* **ABOUT THIS EXERCISE**:
Write the listing out once more, with every line exactly as it stands.

= = = = = = =

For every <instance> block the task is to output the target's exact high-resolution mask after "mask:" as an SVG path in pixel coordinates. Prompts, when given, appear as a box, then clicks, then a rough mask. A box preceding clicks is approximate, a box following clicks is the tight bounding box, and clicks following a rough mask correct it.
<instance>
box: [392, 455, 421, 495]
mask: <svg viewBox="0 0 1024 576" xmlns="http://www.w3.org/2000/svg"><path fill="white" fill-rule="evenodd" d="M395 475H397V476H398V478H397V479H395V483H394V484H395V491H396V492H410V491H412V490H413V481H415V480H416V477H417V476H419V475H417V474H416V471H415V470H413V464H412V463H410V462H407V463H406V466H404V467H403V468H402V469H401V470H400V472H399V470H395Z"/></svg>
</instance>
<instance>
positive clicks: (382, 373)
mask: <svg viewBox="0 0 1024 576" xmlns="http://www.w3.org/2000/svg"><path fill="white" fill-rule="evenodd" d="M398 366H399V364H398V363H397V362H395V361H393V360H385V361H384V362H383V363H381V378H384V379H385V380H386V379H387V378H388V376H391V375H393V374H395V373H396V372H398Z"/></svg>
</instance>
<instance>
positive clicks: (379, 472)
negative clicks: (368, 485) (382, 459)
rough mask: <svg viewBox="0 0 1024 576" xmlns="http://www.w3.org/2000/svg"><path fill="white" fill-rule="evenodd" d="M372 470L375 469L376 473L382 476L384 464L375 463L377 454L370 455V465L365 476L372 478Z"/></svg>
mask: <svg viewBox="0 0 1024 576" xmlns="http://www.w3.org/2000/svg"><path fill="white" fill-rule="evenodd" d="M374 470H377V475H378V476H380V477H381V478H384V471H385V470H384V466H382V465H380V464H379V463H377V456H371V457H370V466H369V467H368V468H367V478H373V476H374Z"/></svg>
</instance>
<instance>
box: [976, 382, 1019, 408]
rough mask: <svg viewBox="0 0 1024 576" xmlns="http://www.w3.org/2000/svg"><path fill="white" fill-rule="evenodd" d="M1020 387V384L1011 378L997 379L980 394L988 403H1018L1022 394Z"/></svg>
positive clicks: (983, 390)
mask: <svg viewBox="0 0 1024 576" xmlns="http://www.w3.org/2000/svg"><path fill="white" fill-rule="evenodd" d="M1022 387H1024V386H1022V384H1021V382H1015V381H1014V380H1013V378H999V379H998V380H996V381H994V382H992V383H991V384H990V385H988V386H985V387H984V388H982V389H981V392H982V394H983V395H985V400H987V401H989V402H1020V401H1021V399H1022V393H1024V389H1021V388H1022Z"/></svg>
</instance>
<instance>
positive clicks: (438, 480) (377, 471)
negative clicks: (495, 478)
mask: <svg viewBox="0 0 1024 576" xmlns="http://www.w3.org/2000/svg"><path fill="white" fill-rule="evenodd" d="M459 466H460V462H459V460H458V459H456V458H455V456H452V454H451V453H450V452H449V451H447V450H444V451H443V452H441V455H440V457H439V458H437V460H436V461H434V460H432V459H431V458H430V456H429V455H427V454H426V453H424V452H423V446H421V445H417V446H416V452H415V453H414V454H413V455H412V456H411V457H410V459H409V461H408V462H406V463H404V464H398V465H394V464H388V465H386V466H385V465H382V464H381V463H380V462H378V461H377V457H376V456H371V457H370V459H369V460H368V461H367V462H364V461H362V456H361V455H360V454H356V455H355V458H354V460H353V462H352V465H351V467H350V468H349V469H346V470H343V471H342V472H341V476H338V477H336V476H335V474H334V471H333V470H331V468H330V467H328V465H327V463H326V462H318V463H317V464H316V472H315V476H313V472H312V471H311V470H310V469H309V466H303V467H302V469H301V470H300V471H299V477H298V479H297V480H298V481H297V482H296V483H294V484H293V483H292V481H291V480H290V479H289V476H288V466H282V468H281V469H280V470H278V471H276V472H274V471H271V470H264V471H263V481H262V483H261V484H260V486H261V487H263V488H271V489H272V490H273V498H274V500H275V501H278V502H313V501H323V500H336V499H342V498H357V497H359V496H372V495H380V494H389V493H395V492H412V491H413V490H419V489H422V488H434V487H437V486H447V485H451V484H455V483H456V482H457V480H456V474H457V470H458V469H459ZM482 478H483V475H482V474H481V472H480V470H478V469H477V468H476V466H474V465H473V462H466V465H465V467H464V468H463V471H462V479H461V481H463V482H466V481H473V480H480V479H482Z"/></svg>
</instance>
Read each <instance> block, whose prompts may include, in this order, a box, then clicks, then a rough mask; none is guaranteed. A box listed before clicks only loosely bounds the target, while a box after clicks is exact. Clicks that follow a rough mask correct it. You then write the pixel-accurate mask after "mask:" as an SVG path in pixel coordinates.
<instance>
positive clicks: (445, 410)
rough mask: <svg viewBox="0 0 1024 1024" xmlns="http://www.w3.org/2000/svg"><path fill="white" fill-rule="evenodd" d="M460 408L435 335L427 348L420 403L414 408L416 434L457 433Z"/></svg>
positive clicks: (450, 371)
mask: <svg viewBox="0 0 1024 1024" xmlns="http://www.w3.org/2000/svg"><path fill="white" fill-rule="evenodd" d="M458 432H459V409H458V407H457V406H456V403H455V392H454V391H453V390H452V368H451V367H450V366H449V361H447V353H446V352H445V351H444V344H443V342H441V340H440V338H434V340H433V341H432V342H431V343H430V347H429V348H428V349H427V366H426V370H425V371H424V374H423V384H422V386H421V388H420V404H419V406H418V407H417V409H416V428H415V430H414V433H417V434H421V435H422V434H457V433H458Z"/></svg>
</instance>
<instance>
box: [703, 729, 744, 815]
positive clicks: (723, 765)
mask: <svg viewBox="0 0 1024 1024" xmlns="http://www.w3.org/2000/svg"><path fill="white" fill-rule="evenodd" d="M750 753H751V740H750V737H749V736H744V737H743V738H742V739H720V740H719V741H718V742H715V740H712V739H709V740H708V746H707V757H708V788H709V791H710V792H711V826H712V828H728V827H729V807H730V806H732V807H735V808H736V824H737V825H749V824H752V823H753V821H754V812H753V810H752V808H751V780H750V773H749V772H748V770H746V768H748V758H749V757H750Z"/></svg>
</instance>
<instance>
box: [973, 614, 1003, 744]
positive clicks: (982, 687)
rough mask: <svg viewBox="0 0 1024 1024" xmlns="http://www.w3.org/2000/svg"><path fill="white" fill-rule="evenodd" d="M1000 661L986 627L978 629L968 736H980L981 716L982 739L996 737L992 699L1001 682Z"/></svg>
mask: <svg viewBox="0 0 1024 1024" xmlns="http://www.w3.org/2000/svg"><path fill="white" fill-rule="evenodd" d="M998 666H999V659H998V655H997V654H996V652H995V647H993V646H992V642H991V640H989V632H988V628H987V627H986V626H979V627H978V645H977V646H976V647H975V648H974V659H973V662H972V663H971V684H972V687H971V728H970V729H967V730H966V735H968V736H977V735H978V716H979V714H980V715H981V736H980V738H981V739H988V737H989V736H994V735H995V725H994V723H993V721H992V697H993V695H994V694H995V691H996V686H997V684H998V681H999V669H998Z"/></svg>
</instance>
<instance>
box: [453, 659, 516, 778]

= = = = = = =

* **TASK ANSWER**:
For every <instance> block the task is to output the target's exact high-resolution mask after "mask:" as an SVG path in pixel coordinates. Prompts, when given, appear as a box, then clicks, then a rough mask. A box preceding clicks is approximate, a box following clicks is the tight bounding box, and clicks following a rough mask correct it.
<instance>
box: [392, 455, 421, 495]
mask: <svg viewBox="0 0 1024 576" xmlns="http://www.w3.org/2000/svg"><path fill="white" fill-rule="evenodd" d="M395 475H397V476H398V478H397V479H395V483H394V484H395V491H396V492H410V491H412V490H413V481H415V480H416V477H417V476H419V475H417V474H416V471H415V470H413V464H412V463H410V462H407V463H406V466H404V467H403V468H402V469H401V470H400V472H399V470H395Z"/></svg>
</instance>
<instance>
positive clicks: (382, 373)
mask: <svg viewBox="0 0 1024 576" xmlns="http://www.w3.org/2000/svg"><path fill="white" fill-rule="evenodd" d="M398 366H399V364H398V363H397V362H395V361H393V360H385V361H384V362H383V363H381V378H384V379H385V380H386V379H387V378H388V376H391V375H393V374H395V373H396V372H398Z"/></svg>
</instance>
<instance>
positive clicks: (379, 472)
negative clicks: (368, 485) (382, 459)
rough mask: <svg viewBox="0 0 1024 576" xmlns="http://www.w3.org/2000/svg"><path fill="white" fill-rule="evenodd" d="M372 470L375 469L376 473L382 476L384 464L375 463L377 454L370 455V465L365 476L372 478Z"/></svg>
mask: <svg viewBox="0 0 1024 576" xmlns="http://www.w3.org/2000/svg"><path fill="white" fill-rule="evenodd" d="M374 470H377V475H378V476H380V477H381V478H384V471H385V470H384V466H382V465H380V464H379V463H377V456H371V457H370V466H369V467H368V468H367V478H373V476H374Z"/></svg>
</instance>
<instance>
box: [976, 382, 1019, 408]
rough mask: <svg viewBox="0 0 1024 576" xmlns="http://www.w3.org/2000/svg"><path fill="white" fill-rule="evenodd" d="M1020 387V384L1011 378L997 379L980 394L988 403H1018L1022 394Z"/></svg>
positive clicks: (983, 390)
mask: <svg viewBox="0 0 1024 576" xmlns="http://www.w3.org/2000/svg"><path fill="white" fill-rule="evenodd" d="M1022 387H1024V386H1022V384H1021V382H1015V381H1014V380H1013V378H999V379H998V380H996V381H994V382H992V383H991V384H990V385H988V386H985V387H984V388H982V389H981V392H982V394H983V395H985V400H987V401H989V402H1020V401H1021V399H1022V393H1024V389H1021V388H1022Z"/></svg>
</instance>
<instance>
positive clicks: (438, 480) (377, 471)
negative clicks: (495, 478)
mask: <svg viewBox="0 0 1024 576" xmlns="http://www.w3.org/2000/svg"><path fill="white" fill-rule="evenodd" d="M459 466H460V462H459V460H458V459H456V458H455V456H452V454H451V453H450V452H449V451H447V450H444V451H443V452H441V455H440V457H439V458H437V460H436V461H434V460H432V459H431V458H430V456H429V455H427V454H426V453H424V452H423V446H421V445H417V446H416V452H415V453H414V454H413V455H412V456H411V457H410V459H409V461H408V462H406V463H404V464H398V465H394V464H388V465H386V466H385V465H382V464H381V463H380V462H378V461H377V457H376V456H371V457H370V459H369V460H368V461H367V462H364V461H362V456H361V455H360V454H356V455H355V458H354V460H353V462H352V465H351V467H350V468H349V469H346V470H343V471H342V472H341V476H338V477H336V476H335V474H334V471H333V470H331V468H330V467H328V465H327V463H326V462H318V463H317V464H316V472H315V476H313V472H312V471H311V470H310V469H309V466H303V467H302V469H301V470H300V471H299V477H298V479H297V480H298V481H297V482H296V483H294V484H293V483H292V481H291V480H290V479H289V476H288V466H282V468H281V469H280V470H278V471H276V472H274V471H271V470H264V471H263V481H262V483H261V484H260V486H261V487H263V488H271V489H272V490H273V498H274V500H275V501H278V502H313V501H323V500H336V499H342V498H357V497H359V496H372V495H380V494H389V493H395V492H412V491H413V490H419V489H422V488H434V487H437V486H447V485H451V484H455V483H456V482H457V480H456V474H457V470H458V469H459ZM482 478H483V475H482V474H481V472H480V470H478V469H477V468H476V466H474V465H473V462H466V465H465V467H464V468H463V471H462V479H461V481H463V482H466V481H473V480H480V479H482Z"/></svg>
</instance>
Read each <instance> block, whose prompts may include, in this order, a box, then clicks, then a rough mask; none is guaranteed. A box listed before clicks only loosely bounds the target, while a box after clicks is exact. Clicks that follow a rough mask correct it. You then write the pixel-accurate mask after "mask:" as an SVG path in pixel coordinates.
<instance>
positive clicks: (445, 410)
rough mask: <svg viewBox="0 0 1024 1024" xmlns="http://www.w3.org/2000/svg"><path fill="white" fill-rule="evenodd" d="M460 408L435 335L427 348L420 403L414 408L416 434L457 433Z"/></svg>
positive clicks: (450, 371)
mask: <svg viewBox="0 0 1024 1024" xmlns="http://www.w3.org/2000/svg"><path fill="white" fill-rule="evenodd" d="M458 432H459V409H458V407H457V406H456V403H455V392H454V391H453V390H452V368H451V367H450V366H449V361H447V353H446V352H445V351H444V344H443V342H441V340H440V338H434V340H433V341H432V342H431V343H430V347H429V348H428V349H427V366H426V370H425V371H424V374H423V384H422V386H421V388H420V404H419V406H418V407H417V409H416V428H415V430H414V433H417V434H421V435H422V434H457V433H458Z"/></svg>
</instance>
<instance>
box: [703, 729, 744, 815]
positive clicks: (723, 765)
mask: <svg viewBox="0 0 1024 1024" xmlns="http://www.w3.org/2000/svg"><path fill="white" fill-rule="evenodd" d="M750 753H751V740H750V737H749V736H744V737H743V738H742V739H720V740H719V741H718V742H715V740H712V739H709V740H708V746H707V757H708V788H709V791H710V792H711V826H712V828H728V827H729V807H730V806H732V807H735V808H736V824H737V825H749V824H752V823H753V821H754V812H753V810H752V808H751V780H750V773H749V772H748V770H746V768H748V758H749V757H750Z"/></svg>
</instance>
<instance>
box: [973, 614, 1003, 744]
positive clicks: (982, 687)
rough mask: <svg viewBox="0 0 1024 1024" xmlns="http://www.w3.org/2000/svg"><path fill="white" fill-rule="evenodd" d="M1000 661L986 627L978 629L968 736H980L981 716L982 739L996 737L992 699L1001 682Z"/></svg>
mask: <svg viewBox="0 0 1024 1024" xmlns="http://www.w3.org/2000/svg"><path fill="white" fill-rule="evenodd" d="M998 666H999V659H998V655H997V654H996V652H995V647H993V646H992V642H991V640H989V632H988V628H987V627H986V626H979V627H978V645H977V646H976V647H975V648H974V659H973V662H972V663H971V684H972V687H971V728H970V729H967V730H966V735H968V736H977V735H978V716H979V714H980V715H981V736H980V738H981V739H988V737H989V736H994V735H995V725H994V723H993V721H992V697H993V695H994V694H995V691H996V686H997V684H998V681H999V669H998Z"/></svg>
</instance>
<instance>
box: [453, 659, 516, 778]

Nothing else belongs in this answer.